## BEGIN

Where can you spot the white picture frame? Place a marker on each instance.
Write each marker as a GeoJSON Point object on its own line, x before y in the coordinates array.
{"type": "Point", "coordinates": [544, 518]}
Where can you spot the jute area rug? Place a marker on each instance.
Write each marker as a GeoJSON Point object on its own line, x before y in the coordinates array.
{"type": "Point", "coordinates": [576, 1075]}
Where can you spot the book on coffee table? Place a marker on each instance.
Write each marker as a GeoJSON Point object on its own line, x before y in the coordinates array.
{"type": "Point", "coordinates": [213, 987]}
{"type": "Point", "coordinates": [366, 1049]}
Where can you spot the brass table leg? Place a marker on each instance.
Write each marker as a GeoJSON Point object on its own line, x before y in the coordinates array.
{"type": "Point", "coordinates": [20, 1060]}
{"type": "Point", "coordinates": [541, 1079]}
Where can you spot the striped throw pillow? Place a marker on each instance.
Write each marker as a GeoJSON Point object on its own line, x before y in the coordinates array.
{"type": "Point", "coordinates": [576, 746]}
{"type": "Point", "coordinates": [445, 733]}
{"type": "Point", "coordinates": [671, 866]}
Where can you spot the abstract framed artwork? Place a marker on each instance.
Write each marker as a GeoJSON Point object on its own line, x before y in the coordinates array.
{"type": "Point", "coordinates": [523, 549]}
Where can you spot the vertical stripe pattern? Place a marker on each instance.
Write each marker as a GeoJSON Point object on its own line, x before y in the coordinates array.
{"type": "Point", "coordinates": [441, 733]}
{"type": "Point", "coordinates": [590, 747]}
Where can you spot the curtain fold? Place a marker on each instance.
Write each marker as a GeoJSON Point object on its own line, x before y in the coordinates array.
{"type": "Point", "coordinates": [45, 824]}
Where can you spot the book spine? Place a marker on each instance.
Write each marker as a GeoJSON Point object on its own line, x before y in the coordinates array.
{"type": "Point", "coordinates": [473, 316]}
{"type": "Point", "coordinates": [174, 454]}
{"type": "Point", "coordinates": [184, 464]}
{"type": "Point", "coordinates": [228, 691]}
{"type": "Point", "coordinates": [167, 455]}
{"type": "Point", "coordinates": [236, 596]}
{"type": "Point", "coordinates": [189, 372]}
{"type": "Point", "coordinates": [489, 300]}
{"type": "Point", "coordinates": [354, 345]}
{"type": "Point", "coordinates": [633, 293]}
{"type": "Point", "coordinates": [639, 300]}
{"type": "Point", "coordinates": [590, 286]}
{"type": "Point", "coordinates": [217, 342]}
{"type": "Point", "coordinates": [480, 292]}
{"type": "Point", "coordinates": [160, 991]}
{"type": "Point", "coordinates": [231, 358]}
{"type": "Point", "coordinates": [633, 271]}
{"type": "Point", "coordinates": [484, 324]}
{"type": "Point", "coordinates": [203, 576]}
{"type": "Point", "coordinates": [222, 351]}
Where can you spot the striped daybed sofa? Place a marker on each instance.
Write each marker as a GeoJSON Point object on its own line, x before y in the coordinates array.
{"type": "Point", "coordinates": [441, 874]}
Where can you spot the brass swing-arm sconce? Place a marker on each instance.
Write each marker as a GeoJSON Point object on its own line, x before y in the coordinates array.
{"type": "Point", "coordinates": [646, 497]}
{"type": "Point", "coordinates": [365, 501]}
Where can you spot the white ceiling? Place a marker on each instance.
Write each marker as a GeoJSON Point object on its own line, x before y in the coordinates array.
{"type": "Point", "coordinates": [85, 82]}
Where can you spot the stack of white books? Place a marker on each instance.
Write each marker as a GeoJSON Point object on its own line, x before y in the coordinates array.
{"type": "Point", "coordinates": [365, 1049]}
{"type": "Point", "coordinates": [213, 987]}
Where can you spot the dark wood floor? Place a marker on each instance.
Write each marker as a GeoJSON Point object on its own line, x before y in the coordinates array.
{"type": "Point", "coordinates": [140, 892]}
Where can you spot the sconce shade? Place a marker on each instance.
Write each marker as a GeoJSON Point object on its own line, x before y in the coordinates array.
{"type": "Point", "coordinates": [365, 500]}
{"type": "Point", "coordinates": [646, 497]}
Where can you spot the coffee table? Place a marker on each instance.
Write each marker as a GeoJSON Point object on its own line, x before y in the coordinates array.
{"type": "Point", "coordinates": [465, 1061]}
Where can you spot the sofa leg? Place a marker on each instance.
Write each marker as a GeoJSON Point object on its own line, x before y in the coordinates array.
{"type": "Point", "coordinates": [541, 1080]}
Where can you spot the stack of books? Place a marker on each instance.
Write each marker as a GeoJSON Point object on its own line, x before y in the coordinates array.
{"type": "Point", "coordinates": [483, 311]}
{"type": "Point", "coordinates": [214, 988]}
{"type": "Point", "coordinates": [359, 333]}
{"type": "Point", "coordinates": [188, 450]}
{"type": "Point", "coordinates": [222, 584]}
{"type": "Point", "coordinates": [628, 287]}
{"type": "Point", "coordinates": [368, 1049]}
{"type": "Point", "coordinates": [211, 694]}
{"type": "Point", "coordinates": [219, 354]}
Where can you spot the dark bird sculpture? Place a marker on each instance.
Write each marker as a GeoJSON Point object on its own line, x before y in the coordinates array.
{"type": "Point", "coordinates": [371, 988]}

## END

*WHAT YOU SHOULD DO*: Please lay out every line of the records above as a numbered list, leaving out any blank lines.

*EXERCISE RESULT*:
1. Where can you spot the white picture frame? Place a marker on each instance.
2. Write each marker as a GeoJSON Point object on its own line, x before y in the coordinates array.
3. {"type": "Point", "coordinates": [544, 518]}
4. Where can you spot the jute area rug? Place a marker on each instance.
5. Write each marker as a GeoJSON Point object on its own line, x before y in the coordinates array.
6. {"type": "Point", "coordinates": [576, 1075]}
7. Where can you spot the book on coffee table? Place a marker on each instance.
8. Write each marker as a GeoJSON Point object on its own line, x before y in the coordinates array.
9. {"type": "Point", "coordinates": [213, 987]}
10. {"type": "Point", "coordinates": [366, 1049]}
11. Where can you spot the brass table leg? Place a marker on each instance.
12. Write each marker as a GeoJSON Point object on its own line, x before y in the coordinates array.
13. {"type": "Point", "coordinates": [20, 1060]}
14. {"type": "Point", "coordinates": [541, 1079]}
15. Where can you spot the striped throw pillow? Place a marker on each instance.
16. Write each marker as a GeoJSON Point object on its own line, x before y in the coordinates array.
17. {"type": "Point", "coordinates": [576, 746]}
18. {"type": "Point", "coordinates": [445, 733]}
19. {"type": "Point", "coordinates": [671, 866]}
20. Where can you spot the abstract framed artwork? Place a marker on each instance.
21. Write each marker as a GeoJSON Point object on its own line, x before y in the coordinates array.
22. {"type": "Point", "coordinates": [523, 549]}
23. Where can you spot the vertical stripe pattern? Place a marker on each instance.
24. Write each marker as a GeoJSON Point object on its own line, x before y in the coordinates array.
25. {"type": "Point", "coordinates": [441, 733]}
26. {"type": "Point", "coordinates": [590, 747]}
27. Where can you spot the curtain fold? Place a marker on each instance.
28. Write each marker as a GeoJSON Point object on its own line, x before y in the coordinates array.
29. {"type": "Point", "coordinates": [45, 824]}
30. Where can you spot the book spine? Place a marker on each instance.
31. Write each marker as a GeoJSON Point object on its own line, x before y in the coordinates array.
32. {"type": "Point", "coordinates": [473, 316]}
33. {"type": "Point", "coordinates": [174, 454]}
34. {"type": "Point", "coordinates": [184, 464]}
35. {"type": "Point", "coordinates": [228, 691]}
36. {"type": "Point", "coordinates": [167, 455]}
37. {"type": "Point", "coordinates": [236, 596]}
38. {"type": "Point", "coordinates": [189, 372]}
39. {"type": "Point", "coordinates": [489, 300]}
40. {"type": "Point", "coordinates": [354, 345]}
41. {"type": "Point", "coordinates": [633, 293]}
42. {"type": "Point", "coordinates": [639, 300]}
43. {"type": "Point", "coordinates": [590, 286]}
44. {"type": "Point", "coordinates": [217, 342]}
45. {"type": "Point", "coordinates": [480, 292]}
46. {"type": "Point", "coordinates": [160, 991]}
47. {"type": "Point", "coordinates": [231, 358]}
48. {"type": "Point", "coordinates": [633, 271]}
49. {"type": "Point", "coordinates": [484, 324]}
50. {"type": "Point", "coordinates": [203, 576]}
51. {"type": "Point", "coordinates": [222, 351]}
52. Where can you spot the striped daybed sofa? Place a marker on each instance.
53. Write each marker as a GeoJSON Point object on its own line, x before y in the coordinates array.
54. {"type": "Point", "coordinates": [441, 874]}
55. Where can you spot the brass swing-arm sconce? Place a marker on each instance.
56. Write each marker as a GeoJSON Point object on its own line, x before y in the coordinates array.
57. {"type": "Point", "coordinates": [646, 497]}
58. {"type": "Point", "coordinates": [365, 501]}
59. Where can you spot the white ceiling? Place a marker on each instance.
60. Write each marker as a GeoJSON Point object on its own line, x before y in the coordinates array.
61. {"type": "Point", "coordinates": [85, 82]}
62. Where can you spot the stack of white books? Place a marker on each instance.
63. Write each marker as a GeoJSON Point object on its own line, x before y in the coordinates array.
64. {"type": "Point", "coordinates": [365, 1049]}
65. {"type": "Point", "coordinates": [213, 987]}
66. Where can you spot the dark wood floor? Place a marker on each instance.
67. Write each marker as a GeoJSON Point object on its own line, x before y in the coordinates array.
68. {"type": "Point", "coordinates": [140, 892]}
69. Where can you spot the sconce shade? Place a marker on each instance.
70. Write each marker as a GeoJSON Point object on its own line, x before y in the coordinates array.
71. {"type": "Point", "coordinates": [365, 500]}
72. {"type": "Point", "coordinates": [646, 497]}
73. Where can you spot the coffee table? Place a marker on each instance.
74. Write each marker as a GeoJSON Point object on its own line, x before y in the coordinates array.
75. {"type": "Point", "coordinates": [465, 1061]}
76. Where can you spot the sofa leg? Place a marker on each instance.
77. Write each marker as a GeoJSON Point object on its own line, x before y in the coordinates array.
78. {"type": "Point", "coordinates": [541, 1080]}
79. Where can you spot the stack of books? Place a marker on each instance.
80. Write each marker as a GeoJSON Point object on its own line, x before y in the coordinates array.
81. {"type": "Point", "coordinates": [483, 311]}
82. {"type": "Point", "coordinates": [214, 988]}
83. {"type": "Point", "coordinates": [359, 333]}
84. {"type": "Point", "coordinates": [188, 450]}
85. {"type": "Point", "coordinates": [222, 584]}
86. {"type": "Point", "coordinates": [628, 287]}
87. {"type": "Point", "coordinates": [368, 1049]}
88. {"type": "Point", "coordinates": [211, 694]}
89. {"type": "Point", "coordinates": [219, 354]}
90. Where can you spot the dark bird sculpture? Place a marker on each instance.
91. Write each marker as a GeoJSON Point object on its own line, x before y in the coordinates array.
92. {"type": "Point", "coordinates": [371, 988]}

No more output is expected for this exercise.